Problems and tasks
[A] In the letter about lost high school friends, what does the writer like to imagine Emma is doing now?
[B] Pick up the letter about lost high school friends after its final sentence and keep writing it.

Document excerpt

=== Section Start ===

This letter is an apology to them—my lost high school friends. And a promise to you.
This week in my psychotherapy practice, I sat with a young transperson who did get out, who told me about the “bullying” that they had suffered during high school. Pushed into lockers, shoved, and tripped during track training, anonymous threats of sexual violence left in their locker.
Also this week I sat with a mother of a toddler talking about the bullying that toddler experienced on the playground from another toddler who didn’t want to share toys.
Maybe when we talk about the experiences of LGBTQ young people, bullying is the wrong word. Do we infantilize you by using the same terminology we use when we talk about toddlers not sharing toys? Would people pay closer attention if we used the same language we use for adults having these experiences outside school walls? Hate crimes, hate speech, sexual harassment, and sexual assault in the context of a cultural climate that disavows your humanity. Our humanity.
I felt like I had barely escaped from my high school; I was so happy to get out that I didn’t look back. That’s the danger now, isn’t it—what I must atone for. We get so excited when we see our path to escape that we forget we do not survive alone, that our survival is tied to the rest of the tribe.
What happened to the couple I went to high school with? What happened to our trans friend? I like to think that they, too, escaped. That they finished school, that Emma is somewhere a doctor, and Carla genderqueer revolutionary. That Angel is living somewhere as the woman she wanted to grow up to be. I know better than to believe this, but I’d like to.

=== Section End ===

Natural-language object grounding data
=== Section Start ===

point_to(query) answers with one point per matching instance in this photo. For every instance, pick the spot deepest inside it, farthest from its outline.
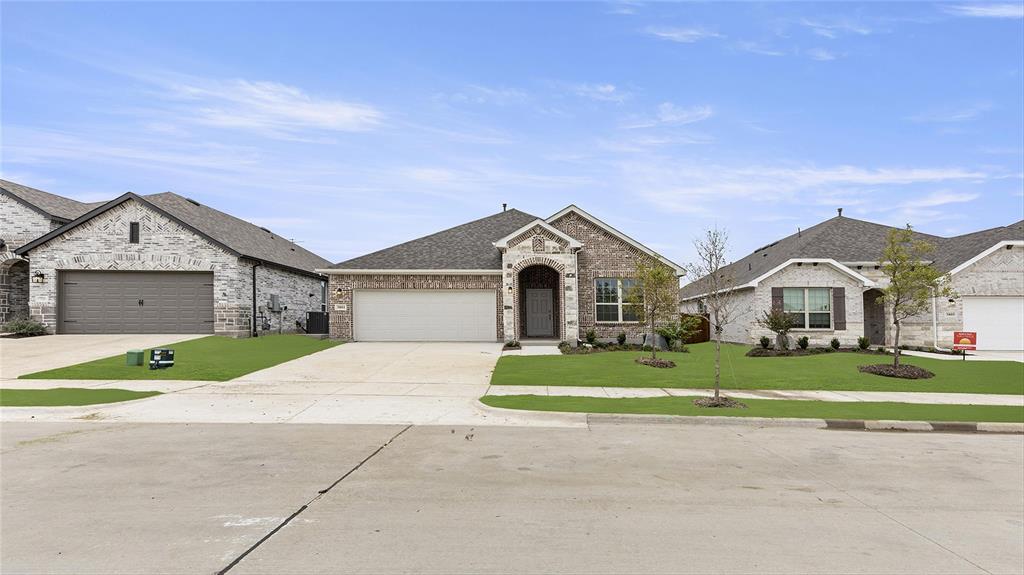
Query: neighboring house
(505, 277)
(25, 215)
(158, 264)
(828, 277)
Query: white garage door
(998, 321)
(439, 315)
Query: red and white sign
(965, 341)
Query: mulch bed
(771, 352)
(903, 371)
(722, 401)
(655, 362)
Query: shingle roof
(465, 247)
(240, 235)
(56, 207)
(849, 239)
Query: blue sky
(352, 127)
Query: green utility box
(134, 357)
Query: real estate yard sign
(965, 341)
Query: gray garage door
(136, 302)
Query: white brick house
(163, 263)
(509, 276)
(828, 276)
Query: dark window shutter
(839, 308)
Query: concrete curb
(848, 425)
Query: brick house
(506, 277)
(157, 264)
(827, 277)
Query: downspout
(935, 323)
(253, 320)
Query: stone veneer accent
(341, 286)
(18, 225)
(166, 246)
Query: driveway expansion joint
(320, 494)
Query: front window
(610, 293)
(810, 308)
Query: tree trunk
(718, 362)
(896, 345)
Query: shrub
(778, 322)
(25, 326)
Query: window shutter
(839, 308)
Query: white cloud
(269, 107)
(942, 197)
(601, 92)
(1015, 10)
(833, 29)
(680, 186)
(669, 113)
(756, 48)
(820, 54)
(682, 35)
(952, 115)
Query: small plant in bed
(24, 327)
(903, 370)
(654, 362)
(720, 401)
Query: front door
(539, 313)
(875, 318)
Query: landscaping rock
(904, 371)
(655, 362)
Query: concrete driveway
(28, 355)
(359, 383)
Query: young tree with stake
(653, 297)
(912, 280)
(718, 285)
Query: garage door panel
(108, 302)
(998, 321)
(453, 315)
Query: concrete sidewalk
(806, 395)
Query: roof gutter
(353, 271)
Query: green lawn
(763, 408)
(695, 369)
(209, 359)
(68, 396)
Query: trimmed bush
(25, 326)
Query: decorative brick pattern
(603, 255)
(341, 286)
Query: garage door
(441, 315)
(998, 321)
(135, 302)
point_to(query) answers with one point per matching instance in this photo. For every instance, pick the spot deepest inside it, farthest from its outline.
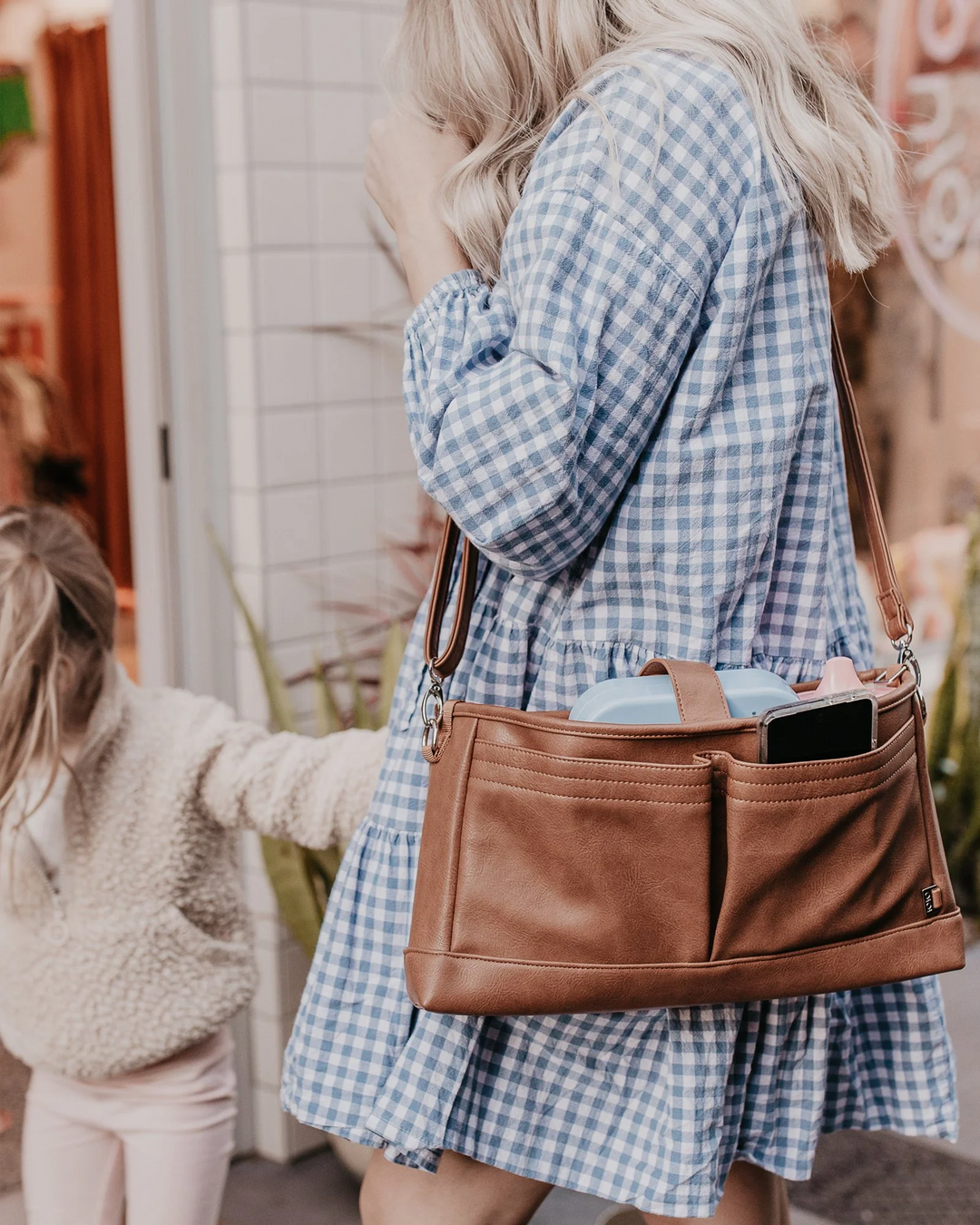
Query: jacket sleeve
(314, 791)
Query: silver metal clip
(906, 661)
(433, 704)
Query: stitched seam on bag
(598, 761)
(893, 760)
(805, 767)
(595, 799)
(458, 832)
(565, 728)
(591, 781)
(686, 965)
(837, 795)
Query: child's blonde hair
(56, 633)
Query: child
(125, 944)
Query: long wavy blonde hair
(500, 73)
(56, 631)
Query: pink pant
(158, 1140)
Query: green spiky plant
(300, 876)
(955, 740)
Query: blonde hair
(501, 71)
(56, 632)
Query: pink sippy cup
(840, 676)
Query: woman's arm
(529, 403)
(314, 791)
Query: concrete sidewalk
(318, 1191)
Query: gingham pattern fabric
(637, 426)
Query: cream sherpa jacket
(147, 947)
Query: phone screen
(815, 731)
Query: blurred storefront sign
(927, 84)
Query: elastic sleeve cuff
(467, 282)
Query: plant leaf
(280, 708)
(391, 662)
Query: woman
(614, 217)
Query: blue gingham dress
(639, 429)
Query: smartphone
(837, 725)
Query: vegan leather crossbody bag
(571, 867)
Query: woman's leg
(178, 1136)
(466, 1192)
(752, 1197)
(71, 1168)
(462, 1192)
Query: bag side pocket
(821, 851)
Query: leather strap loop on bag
(896, 615)
(696, 688)
(445, 664)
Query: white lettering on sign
(920, 87)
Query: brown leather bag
(593, 867)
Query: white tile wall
(279, 125)
(321, 469)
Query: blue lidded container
(650, 700)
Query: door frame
(173, 356)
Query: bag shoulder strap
(896, 615)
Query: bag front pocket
(819, 853)
(585, 863)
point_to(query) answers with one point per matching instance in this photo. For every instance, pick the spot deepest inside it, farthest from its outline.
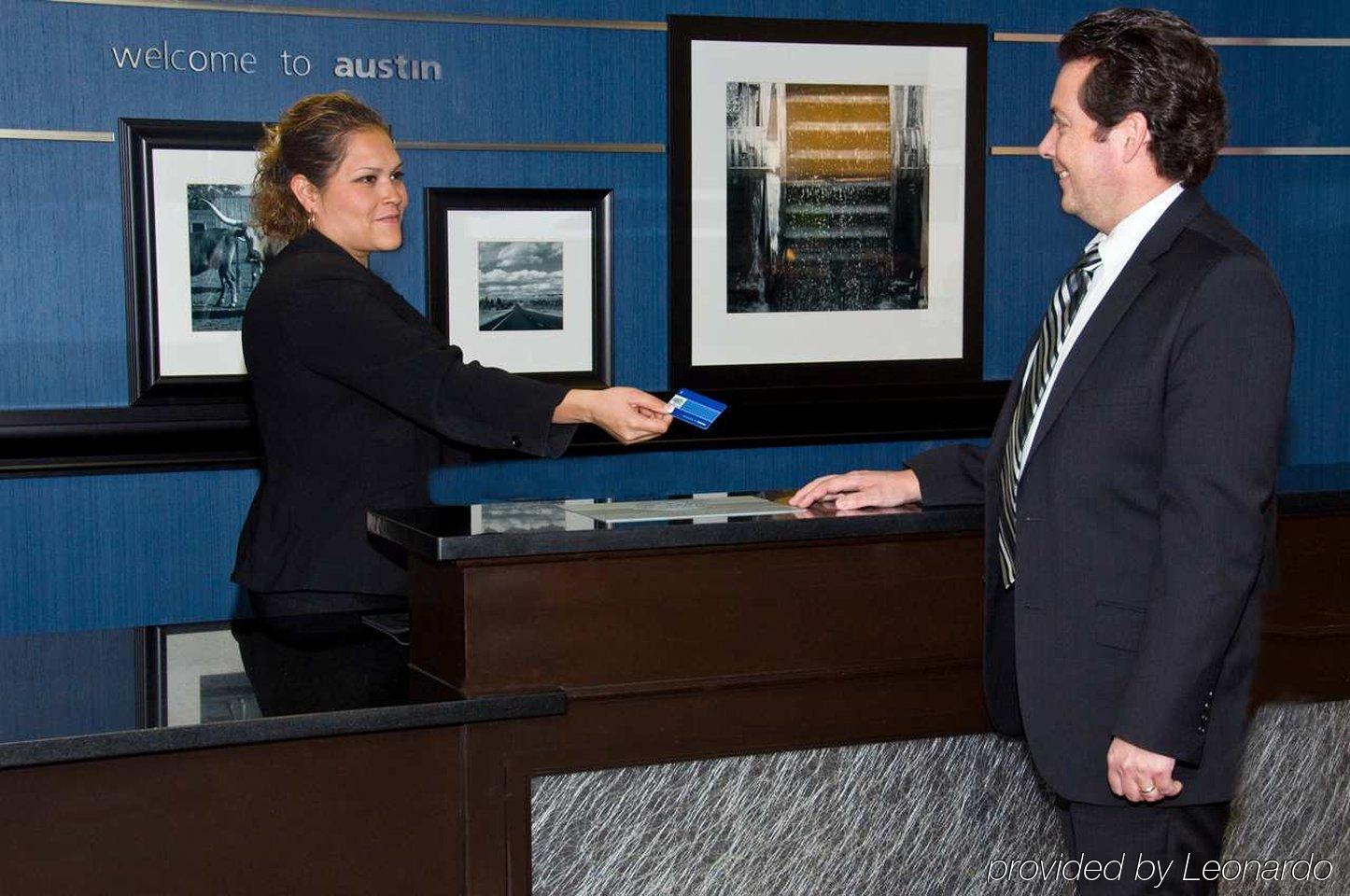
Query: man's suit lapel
(1126, 287)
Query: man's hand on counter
(860, 489)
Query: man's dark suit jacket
(353, 389)
(1145, 517)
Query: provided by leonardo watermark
(1146, 869)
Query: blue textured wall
(126, 550)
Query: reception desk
(765, 705)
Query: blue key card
(694, 409)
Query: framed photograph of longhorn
(826, 206)
(192, 255)
(520, 278)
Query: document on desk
(681, 509)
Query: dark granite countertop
(521, 528)
(133, 691)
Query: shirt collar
(1118, 245)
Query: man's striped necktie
(1055, 329)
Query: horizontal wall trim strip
(324, 12)
(1013, 36)
(532, 147)
(1230, 150)
(26, 133)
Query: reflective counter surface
(118, 693)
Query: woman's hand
(628, 414)
(860, 489)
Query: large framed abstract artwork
(192, 257)
(826, 208)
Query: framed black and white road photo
(826, 203)
(520, 278)
(192, 255)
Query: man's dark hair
(1153, 63)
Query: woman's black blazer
(354, 390)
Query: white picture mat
(784, 338)
(523, 351)
(181, 351)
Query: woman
(353, 387)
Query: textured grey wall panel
(901, 819)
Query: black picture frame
(441, 203)
(916, 394)
(139, 141)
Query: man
(1129, 478)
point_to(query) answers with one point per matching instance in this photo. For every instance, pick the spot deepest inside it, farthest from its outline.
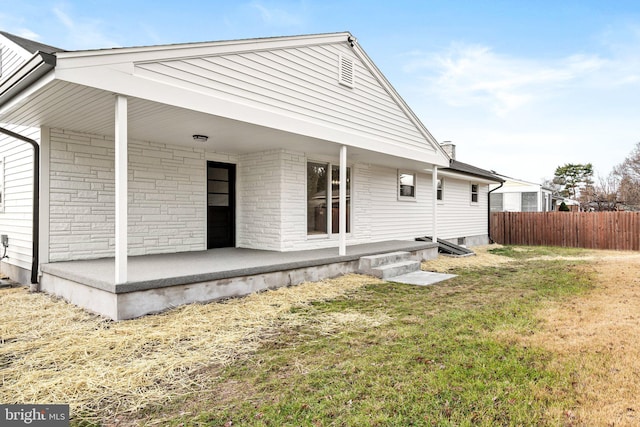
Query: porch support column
(343, 201)
(434, 206)
(121, 177)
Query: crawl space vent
(346, 71)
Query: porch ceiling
(83, 109)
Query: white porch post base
(343, 201)
(121, 188)
(434, 207)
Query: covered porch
(162, 281)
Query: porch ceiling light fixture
(200, 138)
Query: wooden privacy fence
(595, 230)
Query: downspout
(36, 204)
(489, 211)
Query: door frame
(232, 168)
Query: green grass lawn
(408, 356)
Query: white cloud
(82, 33)
(475, 75)
(278, 16)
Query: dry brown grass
(53, 352)
(599, 334)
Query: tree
(627, 175)
(571, 176)
(604, 195)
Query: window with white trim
(1, 184)
(440, 191)
(529, 201)
(496, 202)
(406, 185)
(474, 193)
(346, 71)
(323, 191)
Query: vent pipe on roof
(449, 148)
(36, 204)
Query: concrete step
(395, 269)
(368, 263)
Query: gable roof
(468, 169)
(287, 86)
(30, 45)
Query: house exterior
(277, 144)
(463, 201)
(516, 195)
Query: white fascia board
(119, 80)
(465, 177)
(24, 95)
(137, 55)
(512, 181)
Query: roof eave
(32, 70)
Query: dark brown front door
(221, 205)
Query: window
(323, 190)
(474, 193)
(529, 202)
(406, 185)
(1, 185)
(496, 202)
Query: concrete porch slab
(159, 282)
(421, 278)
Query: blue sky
(519, 86)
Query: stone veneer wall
(167, 210)
(259, 190)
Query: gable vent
(346, 71)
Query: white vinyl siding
(15, 220)
(497, 202)
(300, 83)
(391, 219)
(457, 217)
(1, 184)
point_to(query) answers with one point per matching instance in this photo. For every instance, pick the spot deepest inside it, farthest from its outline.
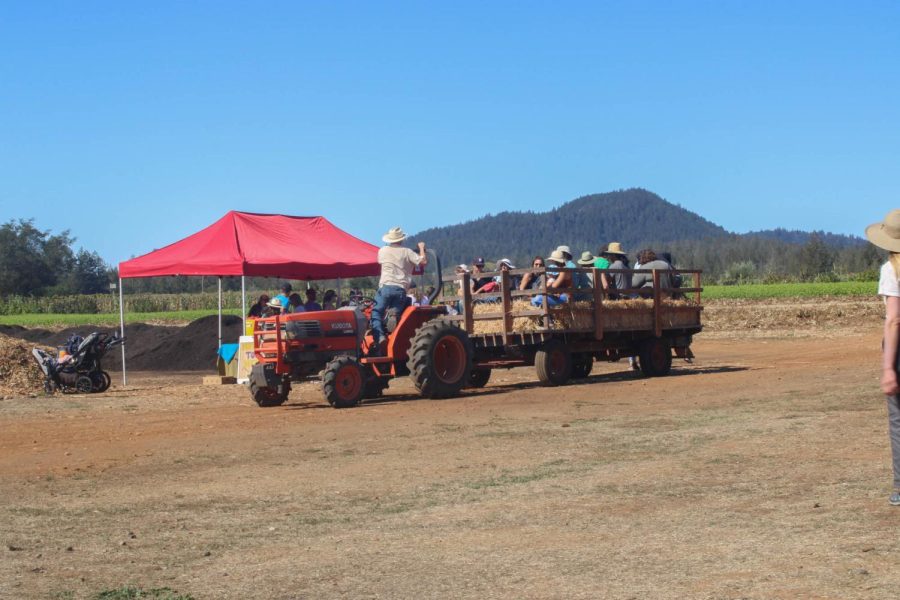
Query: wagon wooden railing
(596, 295)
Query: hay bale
(632, 313)
(19, 374)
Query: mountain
(635, 217)
(793, 236)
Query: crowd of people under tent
(562, 285)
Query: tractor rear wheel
(582, 364)
(440, 359)
(267, 396)
(479, 378)
(344, 382)
(655, 357)
(553, 363)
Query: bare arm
(423, 258)
(891, 340)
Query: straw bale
(636, 313)
(19, 374)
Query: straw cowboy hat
(887, 233)
(615, 248)
(394, 236)
(557, 256)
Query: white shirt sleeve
(888, 285)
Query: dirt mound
(189, 348)
(19, 373)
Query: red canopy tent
(257, 245)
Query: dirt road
(760, 471)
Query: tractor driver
(397, 264)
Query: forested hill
(634, 217)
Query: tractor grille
(303, 329)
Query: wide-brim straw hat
(615, 248)
(887, 233)
(394, 236)
(557, 256)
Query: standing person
(284, 296)
(397, 264)
(257, 309)
(886, 235)
(311, 304)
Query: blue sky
(135, 124)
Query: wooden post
(657, 317)
(467, 304)
(507, 305)
(598, 305)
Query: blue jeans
(389, 296)
(551, 300)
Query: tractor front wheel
(267, 396)
(440, 359)
(344, 382)
(553, 363)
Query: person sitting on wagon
(257, 309)
(562, 280)
(504, 264)
(617, 260)
(644, 281)
(534, 279)
(480, 283)
(397, 264)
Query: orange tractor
(333, 345)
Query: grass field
(712, 292)
(760, 291)
(109, 319)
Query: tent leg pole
(122, 331)
(220, 312)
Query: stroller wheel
(101, 381)
(84, 385)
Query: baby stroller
(79, 370)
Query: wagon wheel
(655, 357)
(343, 382)
(582, 364)
(270, 396)
(440, 359)
(553, 363)
(479, 378)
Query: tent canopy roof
(261, 245)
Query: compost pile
(19, 373)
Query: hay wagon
(509, 328)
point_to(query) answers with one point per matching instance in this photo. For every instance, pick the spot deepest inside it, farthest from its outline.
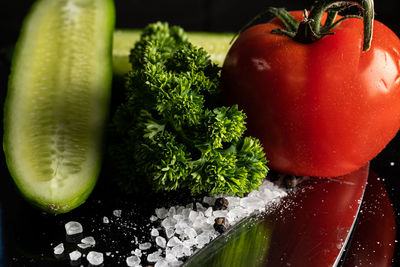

=== Section End ===

Responses by item number
[A] Working somewhere as a doctor.

[B]
Better may not look like the American Dream. You may not want it to. Better is complicated. Better looks like this:
My friends from ACT UP and Queer Nation who modeled honorable, just, and loving queer livelihood are my community now, and we try to take care of one another still. We’ve lost many of our chosen family to AIDS, cancer, and addiction. We’ve nursed one another through police brutality, illness, and overwhelm. We build altars. We pick marigolds on Dia de los Muertos, take the streets on Transgender Day of Remembrance, and light candles on World AIDS Day. We fight for the living. Some of us are married, and some of us refuse all signifiers that would have us blend in with the normative cultural center. We build urban gardens, make art, and believe that revolutionary change is both internal and external.
Every year students in my queer psychology classes remind me that whatever I think I can know or guess about them, I’m only partially correct because the context of their lives and the histories of their bodies moving through this world are never what I expect or imagine. They remind me to ask. When I am lucky, they tell me.

Last month a press release was issued from Equality California that a noose was left on the organization’s office door and that the police officer they tried to report it to said, “Sometimes you just have to live with being a victim.”
And yes, the slightly lowered numbers of hate crimes reported in 2009 from 2008 most likely represents not a drop in actual hate crimes, but a decrease in the capacity of organizations to respond to and document them.
But finally, legislation has recently passed in California allowing minors 12 and older to seek mental health treatment without parental consent. My colleagues and I will finally be able to hold space in our agencies and private practices to provide support and mentorship to LGBTQ and other youth at risk of abandonment by the current political and social systems of power.
And, though some people I know still argue that we can’t reach into all of the corners of the country where you might be isolated and seeking, videos take flight over the Web with images of you fighting back, standing up for your own fierce selves, and the rights of other LGBTQ community members to whom you lend your voice. You teach us what it means to live out loud now. We are trying to listen.
Better looks like this:
We keep fighting. We find each other still.
There is a revolution rumbling in your name. We are looking for you.